### DATASET CONTENT ###

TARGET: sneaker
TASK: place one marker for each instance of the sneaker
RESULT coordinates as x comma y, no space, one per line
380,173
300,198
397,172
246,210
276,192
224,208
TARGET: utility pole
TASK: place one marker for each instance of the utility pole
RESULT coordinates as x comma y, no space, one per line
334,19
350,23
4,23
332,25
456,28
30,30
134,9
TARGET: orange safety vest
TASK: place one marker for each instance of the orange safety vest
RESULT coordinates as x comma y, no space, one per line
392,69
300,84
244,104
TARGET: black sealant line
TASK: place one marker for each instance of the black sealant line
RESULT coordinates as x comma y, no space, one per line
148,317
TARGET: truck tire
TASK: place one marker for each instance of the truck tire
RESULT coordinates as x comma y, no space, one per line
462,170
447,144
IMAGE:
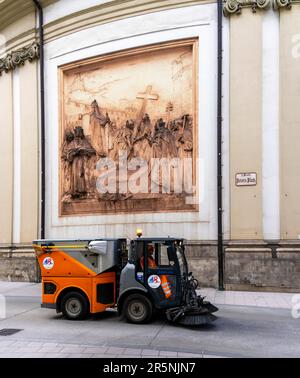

###

ACTIVITY:
A faithful copy is needed of the lines from the one containing "TARGET: black sealant line" through the last line of the data above, with pictures left out.

SOLUTION TO THIS EXERCISE:
TARGET: black sealant line
TASK: place one marker for each instance of the black sealant line
RESULT coordinates as x comma y, no space, one per line
148,317
TARGET: truck tire
TASK: place one marker for each instance of the truck tire
RESULT coordinates as x comma y, no space, one per line
462,170
447,144
IMAGE:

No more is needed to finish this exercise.